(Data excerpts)
___
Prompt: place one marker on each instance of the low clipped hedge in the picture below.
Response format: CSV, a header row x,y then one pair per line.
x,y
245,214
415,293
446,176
___
▶ WHAT IS NEEDED
Each record above should be restated word for word.

▶ RESPONSE TO THE TASK
Prompt: place one marker on each instance of the low clipped hedge in the picture below.
Response format: CSV, a header row x,y then one pair per line.
x,y
245,214
415,293
446,176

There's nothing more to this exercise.